* Extrait:
_ _ _
Le premier sentiment qu’on a en ouvrant Maître et chien est mitigé : pour être présenté par l’éditeur comme figurant désormais au « panthéon des œuvres littéraires composées à la gloire de nos animaux de compagnie », le livre suscite un certain sentiment de malaise. Non pas que le lecteur soit fondé à contester sa prétendue place parmi d’autres du même rayon : on consent volontiers à croire que ces pages tenant de la confidence anthropomorphique sur fond de braconnage canin y firent aisément un jour bonne figure. Ce qui gêne tient peut-être plus généralement à l’idée que de toute façon n’importe quel document retrouvé au fond d’un tiroir d’écrivain commanderait d’abord, au-delà de toute objectivité, le respect sinon la vénération, et quelle que soit la raison qu’aurait eue l’auteur de ne pas lui donner son imprimatur. Il apparaît bien pourtant que nous ne sommes pas en présence d’une œuvre posthume puisque ce texte fut inséré jadis dans un volume que Grasset publia sous le titre de Sang royal et qui comprenait, en outre, un bref récit intitulé Désordre. Alors, d’où vient l’embarras du lecteur ?
_ _ _
* Données à examiner:
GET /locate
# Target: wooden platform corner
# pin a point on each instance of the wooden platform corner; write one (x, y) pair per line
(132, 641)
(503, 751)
_ _ _
* Consigne:
Reprenez l'extrait sur le livre Maître et chien là où il s'arrête et écrivez la suite.

* Votre réponse:
Celui-ci y admire assurément l’excellence d’une langue collant toujours à son propos : conter par le menu les relations que l’auteur eut avec Bauschan, un chien d’arrêt d’origine incertaine acquis sans grande conviction par les Mann auprès de particuliers moyennant quelques pfennigs. Aucun détail, à ce sujet, ne nous est épargné pour que chacune des parties de chasse quotidiennes racontées dans ces pages rende compte le plus exactement possible des capacités dont la Providence a doté le cher animal, ou plutôt de ses bévues et de l’inévitable ridicule qui en découle aux yeux de son maître. Et peut-être est-ce cela, en définitive, qui explique la difficulté à suivre cette confidence avec un plaisir sans mélange : cette insistance fâcheuse à relever ce qui d’un chien sans race officielle semble le plus insupportable au dandy hautement civilisé et raffiné que Thomas Mann tient souvent à rappeler qu’il fut. Il n’est jusqu’à l’épisode évoquant sur le tard une maladie dont souffrit son compagnon qui n’ajoute à la somme des défauts toujours signalés en regard des mérites prêtés aux sujets de race authentique !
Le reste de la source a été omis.